### Extrait à lire
+-------+
* Parrainages, femmes et jeunes défavorisés, découpage électoral et problèmes de financements, principales sources de préoccupation
TUNIS – UNIVERSNEWS – Comme d’habitude, le président de la République, Kaïs Saïed, ne donne pas le temps de discuter ses décisions et sa démarche, pour les prochaines échéances électorales. Cette fois-ci, encore, le rôle consultatif de l’ISIE a été marginalisé, étant donné que le président de la République a remis une copie de ce texte, le jour même de sa publication au JORT.
La Présidence de la République a bel et bien consulté l’instance supérieure indépendante pour les élections (ISIE) pour avis sur le décret-loi modifiant la loi électorale avant sa promulgation. A cet effet, l’instance a donné son avis et se prononcera également sur le texte de la version finale telle que publiée au journal officiel de la République Tunisienne (JORT), a fait savoir Maher Jedidi, membre de l’ISIE, ajoutant que le propre de l’instance électorale étant de s’intéresser aux questions purement techniques et juridiques et non politiques.
Des difficultés de taille pour les parrainages
Le membre de l’ISIE a révélé que le nombre des parrainages tels présentés dans le cadre du projet de révision soumis à l’ISIE a été fixé à 200 avant de les porter à 400 parrainages, soulignant que ce chiffre élevé soulèvera des difficultés de taille dans la pratique, notamment, lorsqu’il est question des circonscriptions à l’étranger.
En revanche, la présidence de la République a ajouté d’autres points que l’ISIE aurait préféré ne pas inclure dans le texte de la loi électorale, citant en exemple, la délicate question des parrainages.
Prenant la parole, le professeur de droit constitutionnel, Abderrazak Mokhtar, a estimé que le durcissement des conditions d’éligibilité dans le décret-loi amendant la loi électorale aura malheureusement un effet inverse, dès lors qu’il pourrait aboutir à l’exclusion de plusieurs personnes censées se porter candidat aux élections.
Les femmes et les jeunes loin d’être favorisés
Pour sa part, la constitutionnaliste Salsabil Klibi, est revenue sur la question des parrainages, affirmant que cette procédure est censée être appliquée au niveau local, ce qui signifie que le candidat ne peut collecter des parrainages en dehors de sa circonscription électorale, alors que l’institution pour laquelle il est éligible est une institution nationale et non un conseil régional, étant donné que le député est un représentant de la nation tout entière, toutes franges et catégories confondues.
Elle a estimé que le suffrage uninominal « n’est pas un mode de scrutin clément avec les femmes et les jeunes », en ce sens qu’il « ne favorise pas la représentation des femmes ou des jeunes dans les cercles du pouvoir, contrairement au scrutin sur listes qui prévoit la parité ».
+-------+
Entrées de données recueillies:
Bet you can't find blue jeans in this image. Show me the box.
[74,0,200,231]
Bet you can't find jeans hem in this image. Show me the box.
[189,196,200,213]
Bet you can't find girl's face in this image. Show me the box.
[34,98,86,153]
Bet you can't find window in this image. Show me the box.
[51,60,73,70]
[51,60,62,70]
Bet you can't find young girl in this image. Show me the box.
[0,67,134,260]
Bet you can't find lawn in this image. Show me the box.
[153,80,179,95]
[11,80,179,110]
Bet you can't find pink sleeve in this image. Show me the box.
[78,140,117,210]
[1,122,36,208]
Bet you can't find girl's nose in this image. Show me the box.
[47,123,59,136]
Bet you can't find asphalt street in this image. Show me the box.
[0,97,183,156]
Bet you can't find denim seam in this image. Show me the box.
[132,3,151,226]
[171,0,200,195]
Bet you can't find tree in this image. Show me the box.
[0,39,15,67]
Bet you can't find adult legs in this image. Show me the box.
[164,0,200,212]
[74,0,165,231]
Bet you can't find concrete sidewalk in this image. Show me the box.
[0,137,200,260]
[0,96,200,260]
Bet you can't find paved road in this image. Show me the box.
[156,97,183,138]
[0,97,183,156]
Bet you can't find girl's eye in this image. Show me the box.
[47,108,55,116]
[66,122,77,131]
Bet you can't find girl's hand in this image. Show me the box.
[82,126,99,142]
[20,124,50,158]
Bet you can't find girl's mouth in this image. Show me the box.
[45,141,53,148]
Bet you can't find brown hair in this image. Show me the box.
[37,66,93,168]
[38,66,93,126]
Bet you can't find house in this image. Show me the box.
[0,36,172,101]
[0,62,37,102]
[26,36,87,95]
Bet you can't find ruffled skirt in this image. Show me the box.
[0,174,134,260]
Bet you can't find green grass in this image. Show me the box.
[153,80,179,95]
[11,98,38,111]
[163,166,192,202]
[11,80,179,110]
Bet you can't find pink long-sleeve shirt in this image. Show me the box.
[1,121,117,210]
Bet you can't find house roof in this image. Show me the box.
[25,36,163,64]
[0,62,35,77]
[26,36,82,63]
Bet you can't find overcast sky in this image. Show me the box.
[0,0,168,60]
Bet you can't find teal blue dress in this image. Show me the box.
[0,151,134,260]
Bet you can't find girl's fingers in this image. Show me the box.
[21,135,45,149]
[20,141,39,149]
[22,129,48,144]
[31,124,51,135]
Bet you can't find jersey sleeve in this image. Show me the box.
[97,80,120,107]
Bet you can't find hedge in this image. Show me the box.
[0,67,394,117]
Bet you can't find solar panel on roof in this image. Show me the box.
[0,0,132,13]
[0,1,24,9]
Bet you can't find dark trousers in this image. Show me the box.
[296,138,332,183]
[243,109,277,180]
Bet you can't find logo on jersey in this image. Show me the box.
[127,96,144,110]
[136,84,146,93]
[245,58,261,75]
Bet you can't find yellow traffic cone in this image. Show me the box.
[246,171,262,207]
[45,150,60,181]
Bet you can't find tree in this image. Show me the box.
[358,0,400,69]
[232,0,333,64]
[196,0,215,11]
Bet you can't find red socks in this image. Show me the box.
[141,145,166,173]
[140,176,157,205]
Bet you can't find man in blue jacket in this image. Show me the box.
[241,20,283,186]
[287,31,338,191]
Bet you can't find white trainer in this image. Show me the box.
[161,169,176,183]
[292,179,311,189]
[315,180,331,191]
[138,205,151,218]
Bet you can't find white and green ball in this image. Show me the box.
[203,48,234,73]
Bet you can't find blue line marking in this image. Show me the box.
+-------+
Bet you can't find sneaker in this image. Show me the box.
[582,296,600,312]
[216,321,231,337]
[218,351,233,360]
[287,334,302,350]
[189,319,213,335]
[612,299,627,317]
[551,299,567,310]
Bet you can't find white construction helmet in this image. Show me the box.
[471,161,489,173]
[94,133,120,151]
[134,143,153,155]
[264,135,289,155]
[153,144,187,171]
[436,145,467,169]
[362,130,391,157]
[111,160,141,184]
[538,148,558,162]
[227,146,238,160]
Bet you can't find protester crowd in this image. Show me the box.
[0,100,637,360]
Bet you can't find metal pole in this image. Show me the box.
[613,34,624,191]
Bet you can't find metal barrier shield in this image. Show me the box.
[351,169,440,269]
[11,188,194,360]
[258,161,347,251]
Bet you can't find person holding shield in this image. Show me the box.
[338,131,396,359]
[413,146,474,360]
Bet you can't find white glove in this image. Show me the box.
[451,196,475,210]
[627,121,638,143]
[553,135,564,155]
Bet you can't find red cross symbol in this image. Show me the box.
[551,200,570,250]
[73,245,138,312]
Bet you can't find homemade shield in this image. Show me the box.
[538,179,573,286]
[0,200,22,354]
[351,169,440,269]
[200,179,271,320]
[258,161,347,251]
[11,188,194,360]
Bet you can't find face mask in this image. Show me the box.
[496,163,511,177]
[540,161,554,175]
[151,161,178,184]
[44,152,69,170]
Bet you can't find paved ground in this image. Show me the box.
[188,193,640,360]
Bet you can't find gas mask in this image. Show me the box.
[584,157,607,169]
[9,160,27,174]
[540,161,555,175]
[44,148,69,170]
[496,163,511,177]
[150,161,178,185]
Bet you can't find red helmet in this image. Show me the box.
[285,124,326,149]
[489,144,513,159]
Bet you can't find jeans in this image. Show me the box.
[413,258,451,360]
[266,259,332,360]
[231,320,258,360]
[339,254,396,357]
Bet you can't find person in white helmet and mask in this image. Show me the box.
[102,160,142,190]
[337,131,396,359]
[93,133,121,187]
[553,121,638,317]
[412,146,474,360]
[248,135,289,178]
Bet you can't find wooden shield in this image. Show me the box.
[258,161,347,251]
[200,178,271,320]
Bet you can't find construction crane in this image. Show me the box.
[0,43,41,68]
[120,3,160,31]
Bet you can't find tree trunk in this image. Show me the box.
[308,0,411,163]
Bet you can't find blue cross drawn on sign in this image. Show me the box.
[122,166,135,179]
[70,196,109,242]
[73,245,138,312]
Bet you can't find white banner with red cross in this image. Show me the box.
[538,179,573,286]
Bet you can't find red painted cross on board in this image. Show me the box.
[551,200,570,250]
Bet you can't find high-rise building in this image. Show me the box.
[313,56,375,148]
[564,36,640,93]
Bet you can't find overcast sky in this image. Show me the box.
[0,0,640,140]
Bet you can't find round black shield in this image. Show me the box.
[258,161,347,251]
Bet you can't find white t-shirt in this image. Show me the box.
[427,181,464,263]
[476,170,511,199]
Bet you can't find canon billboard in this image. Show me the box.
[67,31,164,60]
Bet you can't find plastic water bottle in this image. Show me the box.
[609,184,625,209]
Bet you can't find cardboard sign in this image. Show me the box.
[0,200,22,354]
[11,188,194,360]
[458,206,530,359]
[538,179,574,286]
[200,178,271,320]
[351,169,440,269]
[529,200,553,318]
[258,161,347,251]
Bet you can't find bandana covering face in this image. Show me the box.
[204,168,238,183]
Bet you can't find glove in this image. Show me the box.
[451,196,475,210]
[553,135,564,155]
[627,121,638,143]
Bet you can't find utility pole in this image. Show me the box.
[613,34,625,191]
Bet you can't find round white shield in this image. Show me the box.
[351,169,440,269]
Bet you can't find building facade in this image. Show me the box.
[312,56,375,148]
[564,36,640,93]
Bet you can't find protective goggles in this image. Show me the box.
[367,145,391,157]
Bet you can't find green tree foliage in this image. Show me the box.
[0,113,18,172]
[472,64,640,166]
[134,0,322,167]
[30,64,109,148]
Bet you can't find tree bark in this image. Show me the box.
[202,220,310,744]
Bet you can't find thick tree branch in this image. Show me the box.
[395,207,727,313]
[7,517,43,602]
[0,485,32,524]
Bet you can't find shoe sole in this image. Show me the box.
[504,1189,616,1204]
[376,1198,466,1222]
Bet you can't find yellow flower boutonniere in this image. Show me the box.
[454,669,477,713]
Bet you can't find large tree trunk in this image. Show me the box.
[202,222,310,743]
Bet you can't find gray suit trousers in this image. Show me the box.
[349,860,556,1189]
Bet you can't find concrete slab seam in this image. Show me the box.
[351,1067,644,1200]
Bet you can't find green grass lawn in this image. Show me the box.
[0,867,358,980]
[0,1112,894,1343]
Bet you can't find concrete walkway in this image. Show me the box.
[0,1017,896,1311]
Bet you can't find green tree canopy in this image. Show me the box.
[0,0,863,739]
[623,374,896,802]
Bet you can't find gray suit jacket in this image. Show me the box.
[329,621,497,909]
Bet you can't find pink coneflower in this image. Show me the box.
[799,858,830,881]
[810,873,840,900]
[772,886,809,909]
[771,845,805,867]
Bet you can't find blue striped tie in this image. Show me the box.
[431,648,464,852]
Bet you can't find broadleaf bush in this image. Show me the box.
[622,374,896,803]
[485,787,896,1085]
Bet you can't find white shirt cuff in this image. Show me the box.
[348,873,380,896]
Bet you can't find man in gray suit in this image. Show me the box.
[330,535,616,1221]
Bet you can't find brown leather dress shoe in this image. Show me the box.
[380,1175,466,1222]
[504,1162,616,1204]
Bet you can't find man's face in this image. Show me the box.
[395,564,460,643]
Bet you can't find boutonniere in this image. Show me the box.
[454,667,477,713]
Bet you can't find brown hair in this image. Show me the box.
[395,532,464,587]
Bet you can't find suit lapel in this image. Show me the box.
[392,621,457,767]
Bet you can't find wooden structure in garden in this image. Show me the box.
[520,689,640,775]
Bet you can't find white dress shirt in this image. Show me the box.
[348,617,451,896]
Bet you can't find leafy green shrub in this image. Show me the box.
+-------+
### Liste des tâches
(1) Pouvez-vous disposer en liste numérotée les lignes des enregistrements, depuis celle qui contient « Bet you can't find man in blue » jusqu'à celle qui contient « Bet you can't find blue line » incluse, en laissant de côté les lignes vides ?
(2) Pourriez-vous reprendre l'article sur la révision de la loi électorale tunisienne et le poursuivre après sa dernière phrase ?
Le texte et les enregistrements proviennent de sources distinctes.

### Liste des réponses
(1)
1. Bet you can't find man in blue jacket in this image. Show me the box.
2. [241,20,283,186]
3. [287,31,338,191]
4. Bet you can't find white trainer in this image. Show me the box.
5. [161,169,176,183]
6. [292,179,311,189]
7. [315,180,331,191]
8. [138,205,151,218]
9. Bet you can't find white and green ball in this image. Show me the box.
10. [203,48,234,73]
11. Bet you can't find blue line marking in this image. Show me the box.

(2)
Le découpage électoral en question
Klibi a en outre vivement critiqué la question du découpage des circonscriptions électorales, précisant que ce découpage est un choix éminemment politique, qui nécessite de la connaissance scientifique et un surcroit de temps pour l’étudier sous tous les angles, préférant le confier à des experts en géographie humaine.
Elle a indiqué que le découpage prévu est « tronqué », dès lors qu’il ne tient pas compte des bases scientifiques ou démographiques des circonscriptions électorales », regrettant que ce mode de découpage électoral appréhendé dans une perspective de scrutin uninominal privilégie le candidat se présentant dans un cadre très restreint, contrairement au mode de scrutin sur les listes.
Marginalisation de l’Assemblée et problèmes des financements
De son côté, le président de l’Observatoire Chahed pour le contrôle des élections, Naceur Harrabi, a déclaré que le décret-loi contribuera à la marginalisation du rôle de l’Assemblée des représentants du peuple et des corps intermédiaires et à l’exclusion de la femme du paysage parlementaire.
Selon lui, cet amendement est fondamental dans la mesure où il a touché au mode de scrutin sans se référer à des études ni standards.
S’agissant de la campagne électorale, Harrabi a estimé que l’interdiction des financements publics pour les candidats pourrait donner davantage de pouvoir aux plus riches et aux plus influents puisque l’électeur est incapable de financer sa campagne avec ses propres fonds.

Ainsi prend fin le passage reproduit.